_YOUR INSTRUCTIONS:_
Put every line below into a Markdown table with the columns Row and Line, numbering the rows and skipping blank lines. Leave the pictures out of the table.
◆ ◆ ◆
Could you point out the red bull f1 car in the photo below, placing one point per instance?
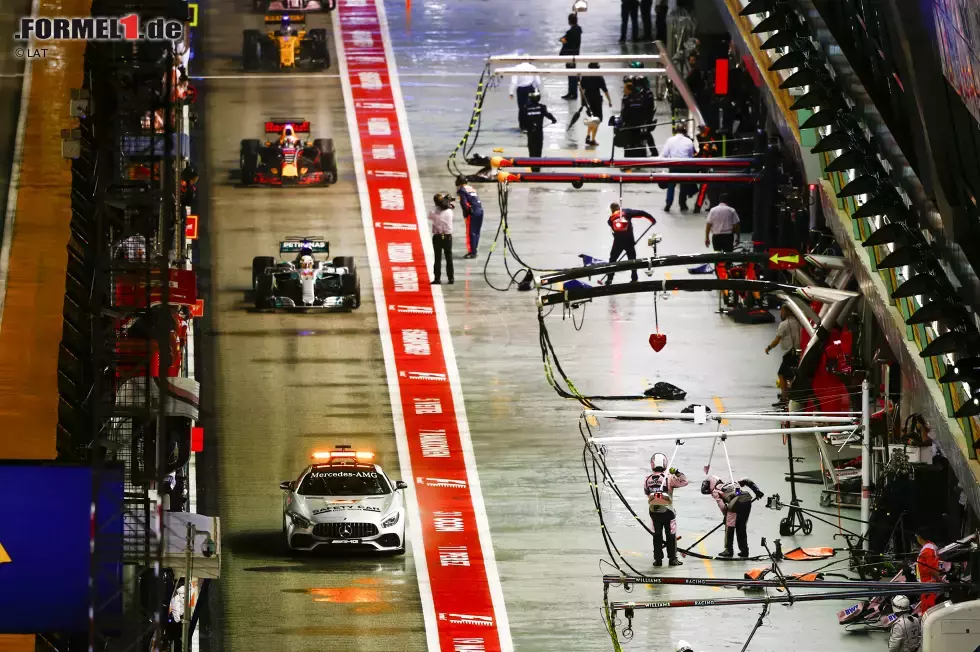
(287, 159)
(289, 47)
(295, 5)
(304, 282)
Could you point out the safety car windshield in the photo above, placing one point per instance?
(344, 482)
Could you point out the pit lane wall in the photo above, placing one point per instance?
(938, 402)
(33, 262)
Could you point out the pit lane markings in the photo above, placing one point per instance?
(13, 184)
(462, 601)
(312, 75)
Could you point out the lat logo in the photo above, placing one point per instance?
(467, 619)
(99, 28)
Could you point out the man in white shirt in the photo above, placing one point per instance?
(441, 221)
(788, 335)
(722, 226)
(522, 84)
(678, 146)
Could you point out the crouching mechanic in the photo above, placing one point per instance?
(906, 631)
(621, 222)
(736, 505)
(472, 207)
(659, 488)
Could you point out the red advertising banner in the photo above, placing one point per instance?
(457, 574)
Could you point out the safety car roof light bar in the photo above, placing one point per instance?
(584, 72)
(627, 177)
(803, 430)
(614, 580)
(574, 58)
(810, 293)
(656, 162)
(807, 417)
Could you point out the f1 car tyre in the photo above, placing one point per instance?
(249, 160)
(320, 51)
(328, 159)
(259, 265)
(264, 292)
(251, 49)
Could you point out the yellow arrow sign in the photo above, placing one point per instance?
(776, 259)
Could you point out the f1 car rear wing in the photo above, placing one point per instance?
(276, 125)
(298, 20)
(293, 245)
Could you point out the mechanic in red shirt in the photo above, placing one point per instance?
(927, 568)
(621, 222)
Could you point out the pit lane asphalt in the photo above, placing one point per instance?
(11, 81)
(545, 531)
(276, 390)
(277, 386)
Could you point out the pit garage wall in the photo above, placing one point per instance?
(30, 332)
(937, 402)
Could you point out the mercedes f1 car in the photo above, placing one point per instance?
(287, 159)
(344, 500)
(305, 283)
(291, 47)
(295, 5)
◆ ◆ ◆
_RESULT:_
| Row | Line |
|---|---|
| 1 | Could you point out the red bull f1 car in the photo below, placing one point per instance? |
| 2 | (287, 159) |
| 3 | (289, 47) |
| 4 | (295, 5) |
| 5 | (304, 282) |
| 6 | Could you point out the safety car windshield in the photo above, placing one point per instance? |
| 7 | (344, 482) |
| 8 | Could you point out the pit lane wall in the photo above, placing one point per instance? |
| 9 | (938, 402) |
| 10 | (33, 262) |
| 11 | Could you point out the pit lane markings in the photo above, placing one point per instance? |
| 12 | (13, 184) |
| 13 | (462, 601) |
| 14 | (312, 75) |
| 15 | Could you point out the lat logo in the photo above, placing one point per instance? |
| 16 | (467, 619) |
| 17 | (99, 28) |
| 18 | Could you point out the man in white shirt in the photo above, placing one point per instance? |
| 19 | (441, 221) |
| 20 | (788, 335) |
| 21 | (722, 226) |
| 22 | (522, 84) |
| 23 | (678, 146) |
| 24 | Could you point out the crouching mechanic in the photo above, placing one point per instance? |
| 25 | (906, 631) |
| 26 | (621, 222) |
| 27 | (736, 505) |
| 28 | (472, 207) |
| 29 | (659, 488) |
| 30 | Could you point out the red advertising banner in the photo above, placing one point per instance? |
| 31 | (457, 574) |
| 32 | Could you point out the safety car roof light bar in the photo above, placing one point per instance? |
| 33 | (584, 72) |
| 34 | (627, 177) |
| 35 | (803, 430) |
| 36 | (614, 580) |
| 37 | (574, 58) |
| 38 | (810, 293) |
| 39 | (656, 162) |
| 40 | (807, 417) |
| 41 | Could you point out the f1 car tyre in the photo above, placing one point per instance? |
| 42 | (249, 160) |
| 43 | (320, 51) |
| 44 | (328, 159) |
| 45 | (259, 265) |
| 46 | (264, 292) |
| 47 | (251, 49) |
| 48 | Could you point out the yellow arrow sign in the photo above, placing one point per instance? |
| 49 | (776, 259) |
| 50 | Could you point out the f1 car rear wing in the photo above, placing one point per instance? |
| 51 | (276, 125) |
| 52 | (298, 20) |
| 53 | (293, 245) |
| 54 | Could you point out the mechanic in red shirt in the photo above, placing one point per instance? |
| 55 | (927, 568) |
| 56 | (621, 222) |
| 57 | Could you point out the pit lane asphalt in the photo above, placing one point per instance? |
| 58 | (11, 81) |
| 59 | (545, 531) |
| 60 | (276, 390) |
| 61 | (277, 386) |
| 62 | Could you point out the pit garage wall in the photo above, placing one point per instance? |
| 63 | (30, 332) |
| 64 | (937, 402) |
| 65 | Could you point out the mercedes f1 car in the photo above, placing one point per instance? |
| 66 | (287, 159) |
| 67 | (344, 500) |
| 68 | (305, 283) |
| 69 | (291, 47) |
| 70 | (295, 5) |